What to produce:
Please retype each record exactly as it stands below.

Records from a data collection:

· · · ·

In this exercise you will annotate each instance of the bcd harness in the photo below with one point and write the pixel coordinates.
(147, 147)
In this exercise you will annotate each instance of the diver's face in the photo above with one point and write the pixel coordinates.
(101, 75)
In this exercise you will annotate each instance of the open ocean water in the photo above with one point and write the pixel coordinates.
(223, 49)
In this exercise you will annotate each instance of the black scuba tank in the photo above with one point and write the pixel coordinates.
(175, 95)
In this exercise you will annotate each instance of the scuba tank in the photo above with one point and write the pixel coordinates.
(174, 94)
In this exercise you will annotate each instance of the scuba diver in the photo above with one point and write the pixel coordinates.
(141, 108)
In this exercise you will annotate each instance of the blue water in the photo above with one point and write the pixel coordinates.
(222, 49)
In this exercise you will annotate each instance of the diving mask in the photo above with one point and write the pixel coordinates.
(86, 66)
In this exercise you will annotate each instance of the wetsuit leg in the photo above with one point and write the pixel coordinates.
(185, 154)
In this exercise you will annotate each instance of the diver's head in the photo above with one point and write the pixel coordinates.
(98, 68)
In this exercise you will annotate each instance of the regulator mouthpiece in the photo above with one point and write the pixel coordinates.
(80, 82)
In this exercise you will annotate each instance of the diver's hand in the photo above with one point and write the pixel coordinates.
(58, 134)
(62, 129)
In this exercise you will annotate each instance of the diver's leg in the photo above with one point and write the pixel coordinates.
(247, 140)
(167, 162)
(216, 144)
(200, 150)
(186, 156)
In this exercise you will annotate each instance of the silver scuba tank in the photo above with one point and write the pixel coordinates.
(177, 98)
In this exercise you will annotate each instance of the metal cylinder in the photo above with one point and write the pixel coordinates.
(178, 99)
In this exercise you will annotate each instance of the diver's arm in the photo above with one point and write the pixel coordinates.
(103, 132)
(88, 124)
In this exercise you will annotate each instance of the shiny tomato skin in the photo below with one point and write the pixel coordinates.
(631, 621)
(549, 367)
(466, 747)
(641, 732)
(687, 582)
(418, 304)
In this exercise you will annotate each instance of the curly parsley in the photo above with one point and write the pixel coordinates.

· · · ·

Response area:
In this exercise you will annotate each instance of the bcd harness in the photo below with one point and write the pixel coordinates.
(147, 147)
In this exercise you will annotate each instance of the diver's face in the photo above with one point and write the pixel coordinates.
(101, 75)
In this exercise you will annotate each instance of the open ocean water in the photo above with one point and write the pixel coordinates.
(223, 49)
In this exercise you will annotate each instance of the black scuba tank in the photo above with one point and write the pixel coordinates.
(175, 95)
In this exercise you will annotate each instance of the scuba tank in the photo above with one point and write the pixel coordinates.
(174, 94)
In this exercise you will annotate each instance of the scuba diver in the photo above with one point and write the pixel coordinates.
(141, 108)
In this exercise you will annotate each instance of the blue water in the photo above with one point and write the pixel coordinates.
(222, 49)
In this exercise you will annotate each instance of the diving mask in the photo above with one point and write the pixel coordinates.
(86, 66)
In this exercise you will annotate each instance of the wetsuit leg in the photo above with one point and write the pixel coordinates.
(185, 154)
In this exercise you will annotate each instance of the diver's head in the photo above with one point and write the pixel coordinates.
(98, 68)
In this exercise you will annotate each instance of the regulator mouthpiece in the photo above with one point and write the pixel coordinates.
(80, 82)
In this exercise you will annotate each instance of the diver's hand in the photo above with one point and write the pixel coordinates.
(58, 134)
(62, 129)
In this exercise you will annotate each instance of the diver's leg in the photo above with one point and write the pixel coordinates.
(247, 140)
(167, 162)
(216, 144)
(200, 150)
(186, 156)
In this exercise you will annotate each instance of the silver scuba tank in the photo above with one point and write the pixel coordinates.
(177, 98)
In this exercise you will annotate each instance of the metal cylinder in the photo above with one point and write the pixel coordinates.
(178, 99)
In this exercise you will annotate each instance of the diver's arm in the photo above with one point and write the pixel coordinates.
(103, 132)
(88, 124)
In this exercise you will annotate each instance of the shiny tomato skin in the photo below with one point and write the pixel coordinates.
(631, 621)
(549, 367)
(466, 747)
(641, 732)
(687, 582)
(418, 304)
In this exercise you will annotate each instance of the curly parsley in the photo above with one point and write the pixel coordinates.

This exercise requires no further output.